----- Input -----
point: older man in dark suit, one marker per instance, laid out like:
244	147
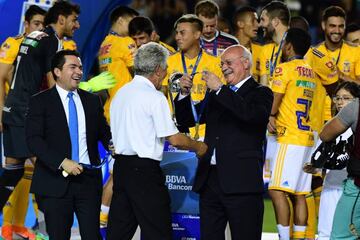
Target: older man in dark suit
63	127
229	176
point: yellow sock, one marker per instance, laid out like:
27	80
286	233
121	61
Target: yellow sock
317	193
299	232
311	222
8	209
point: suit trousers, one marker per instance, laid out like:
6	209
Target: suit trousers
244	212
83	197
140	198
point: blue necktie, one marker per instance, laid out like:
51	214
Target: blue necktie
234	88
73	128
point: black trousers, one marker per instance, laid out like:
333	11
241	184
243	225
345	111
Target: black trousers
140	197
83	198
244	212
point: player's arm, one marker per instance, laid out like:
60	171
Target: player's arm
332	129
274	111
264	80
5	70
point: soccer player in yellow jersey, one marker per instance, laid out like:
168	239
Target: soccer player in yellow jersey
246	27
116	56
191	60
15	210
117	50
142	30
294	85
274	19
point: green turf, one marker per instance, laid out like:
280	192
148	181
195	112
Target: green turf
269	224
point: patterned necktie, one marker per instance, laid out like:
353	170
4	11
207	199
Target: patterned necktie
234	88
73	128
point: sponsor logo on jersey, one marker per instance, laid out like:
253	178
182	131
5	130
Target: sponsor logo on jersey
305	84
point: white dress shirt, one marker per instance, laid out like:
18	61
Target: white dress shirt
83	152
140	120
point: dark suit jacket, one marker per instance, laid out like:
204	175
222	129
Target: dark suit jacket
235	126
48	138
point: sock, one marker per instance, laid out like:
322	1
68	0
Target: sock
104	208
22	202
311	221
299	232
42	225
284	232
317	194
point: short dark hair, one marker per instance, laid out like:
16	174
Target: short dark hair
333	11
58	59
352	27
207	8
140	25
299	22
190	18
32	11
122	11
64	8
240	13
299	39
277	9
351	87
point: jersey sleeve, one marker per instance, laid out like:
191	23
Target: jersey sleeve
127	49
9	50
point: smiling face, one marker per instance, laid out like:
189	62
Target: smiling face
334	29
69	76
234	65
71	25
36	24
186	36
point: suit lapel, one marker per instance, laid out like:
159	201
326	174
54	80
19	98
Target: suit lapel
246	87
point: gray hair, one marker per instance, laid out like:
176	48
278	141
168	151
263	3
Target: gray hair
247	55
148	57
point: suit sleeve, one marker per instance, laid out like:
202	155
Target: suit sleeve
255	111
35	135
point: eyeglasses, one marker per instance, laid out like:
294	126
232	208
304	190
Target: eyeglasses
229	62
342	98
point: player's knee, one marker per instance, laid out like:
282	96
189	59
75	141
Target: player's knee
10	177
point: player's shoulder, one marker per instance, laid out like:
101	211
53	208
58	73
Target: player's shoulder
228	37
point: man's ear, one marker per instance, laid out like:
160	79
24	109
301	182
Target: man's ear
154	37
57	72
61	19
323	25
240	24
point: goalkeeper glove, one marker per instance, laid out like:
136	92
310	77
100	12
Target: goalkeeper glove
104	80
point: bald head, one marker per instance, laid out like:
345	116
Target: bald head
236	64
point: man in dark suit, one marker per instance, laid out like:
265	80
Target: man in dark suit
229	176
63	127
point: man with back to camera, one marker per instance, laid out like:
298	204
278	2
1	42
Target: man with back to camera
140	122
229	176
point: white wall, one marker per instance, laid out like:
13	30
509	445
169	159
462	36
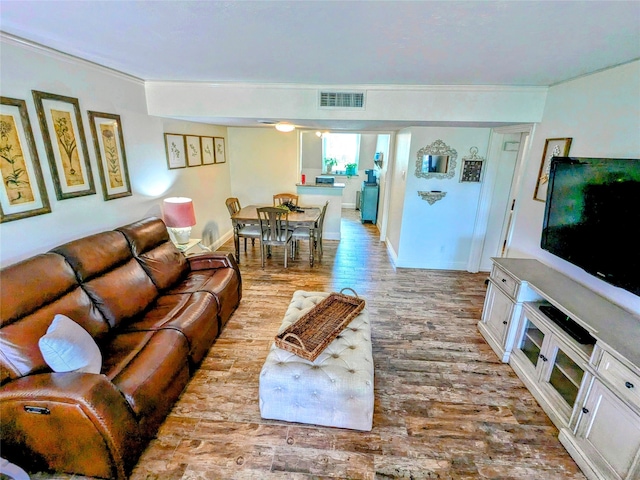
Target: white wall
26	68
601	112
396	187
297	103
263	162
439	235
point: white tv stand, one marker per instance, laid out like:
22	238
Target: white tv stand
591	392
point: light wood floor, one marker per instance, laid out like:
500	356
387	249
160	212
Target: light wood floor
444	405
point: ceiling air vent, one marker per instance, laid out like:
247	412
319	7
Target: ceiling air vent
342	99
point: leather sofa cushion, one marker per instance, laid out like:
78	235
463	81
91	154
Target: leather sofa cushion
114	280
150	369
193	314
32	283
223	283
157	255
96	254
122	293
32	293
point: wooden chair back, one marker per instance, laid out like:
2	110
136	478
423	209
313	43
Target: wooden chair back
280	198
274	223
233	205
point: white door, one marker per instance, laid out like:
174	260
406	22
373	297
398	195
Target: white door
501	184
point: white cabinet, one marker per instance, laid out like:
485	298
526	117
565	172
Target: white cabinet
502	306
498	311
552	365
607	436
590	392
-----
## What to do
When copying the records above, please match them exactly but leave out all pictures.

## Answer to this problem
point: older man in dark suit, one marker per instance, laid out like:
244	147
Target: older man in dark suit
63	127
229	176
point: yellow sock, one marker per instance, laid out like:
27	80
286	233
121	61
Target: yellow sock
317	193
299	232
311	222
8	209
point: suit trousers, one marker per instance, laid out like:
6	209
Target: suit trousers
244	212
83	197
140	198
point: blue necktie, one marker per instance, laid out like:
51	214
Target: blue necktie
234	88
73	128
point: black trousers, one marker per instance, laid out like:
333	11
241	184
243	225
345	111
Target: black trousers
140	197
83	198
244	212
point: player's arm, one marker per instance, laid out like:
60	171
Target: player's arm
332	129
274	111
264	80
5	70
point: soccer player in yellow jersey, one marker per instance, laid out like:
168	239
Target: soccer player in yellow jersey
246	27
116	56
191	60
15	210
117	50
142	30
294	85
274	19
point: green turf, one marker per instance, laid out like:
280	192
148	181
195	112
Target: green turf
269	224
point: patterned necktie, one marker per instance, laid out like:
353	170
4	11
207	199
Target: patterned necktie
234	88
73	128
point: sponsor logo on jersey, one marker per instance, laid out like:
253	178
182	131
5	130
Target: sponsor logo on jersey
305	84
point: white dress shirt, one marker per instance, laid out like:
18	61
Target: white dress shirt
83	152
140	120
point: dark suit jacket, one marker per instance, laid out like:
204	175
222	129
Target: dark suit jacket
235	126
48	138
point: sock, one marker per instance, laid out like:
322	1
68	0
Target: sock
104	208
22	202
311	221
299	232
42	225
284	232
317	194
point: short dark hair, one marker per instance, laid out like:
16	174
Target: short dark hair
333	11
58	59
352	27
207	8
140	25
299	22
190	18
32	11
122	11
64	8
240	13
299	39
277	9
351	87
point: jersey sleeve, one marker per instance, laid out like:
191	23
Target: jersey sleeve
127	49
9	50
point: smiling face, one marker per instance, laid out like:
189	62
Target: smiling face
334	29
69	76
234	65
71	25
36	24
186	36
point: suit lapel, one marker per instance, laid out like:
159	201
326	174
54	80
19	98
Target: suit lapel
246	87
point: gray hair, one marker per instance, laid out like:
176	48
278	141
168	151
263	3
Target: gray hair
247	55
148	57
point: suit sleeve, one marker per instance, laid out like:
202	155
Target: suit sleeve
255	111
35	135
point: eyeglasses, one marker per instance, laid out like:
294	126
232	208
304	190
Target: eyeglasses
229	62
342	98
point: player's knee, one marker per instance, laid out like:
282	96
189	59
75	141
Target: player's knee
10	177
point: player's shoulder, one marker per instance, laid out like:
101	211
53	208
58	73
Target: player's shoulder
228	37
point: man's ear, one marker per instance, laid out like:
160	79
24	109
301	182
Target: man's ear
154	37
57	72
61	19
323	25
240	24
point: goalkeeper glove, one marker per instance, laid out like:
136	92
310	77
100	12
Target: goalkeeper glove
104	80
point: bald head, one marker per instance, laid out like:
345	116
Target: bald head
236	64
point: man in dark suit, one marker per instance, laid out like:
265	80
Target: man in dark suit
229	176
63	127
point: man with back to camera, one marker per instance, laid out like:
298	204
278	2
1	42
Target: man with back to camera
140	122
229	176
point: white wall, one marker per instance, laid out like:
13	30
509	445
169	159
462	36
Target: white wall
26	68
601	112
396	187
297	103
263	162
439	235
point: white tv stand, one marker per instance, laid out like:
22	238
Target: white tv stand
591	392
point: light wood floor, one marker per instance, laid out like:
500	356
387	249
160	212
Target: light wood floor
444	405
point: ceiling air vent, one marker per instance, laid out like:
247	412
319	7
Target: ceiling air vent
342	99
point: leather sofa cushion, one marker per instance, laid out like:
78	235
463	81
91	154
Target: leather sofa cushion
114	280
150	369
193	314
32	283
223	283
157	255
96	254
122	293
32	293
point: wooden chair back, one marker per instance, laid out like:
2	110
136	478
423	209
313	43
Target: wooden chair back
280	198
274	223
233	205
point: white door, one marker per instance, laid out like:
174	260
406	22
373	297
398	195
Target: white door
501	184
point: white cabinet, one marker per instance, laid out like:
485	298
526	117
565	172
Target: white cabinet
502	306
498	311
552	365
607	436
590	392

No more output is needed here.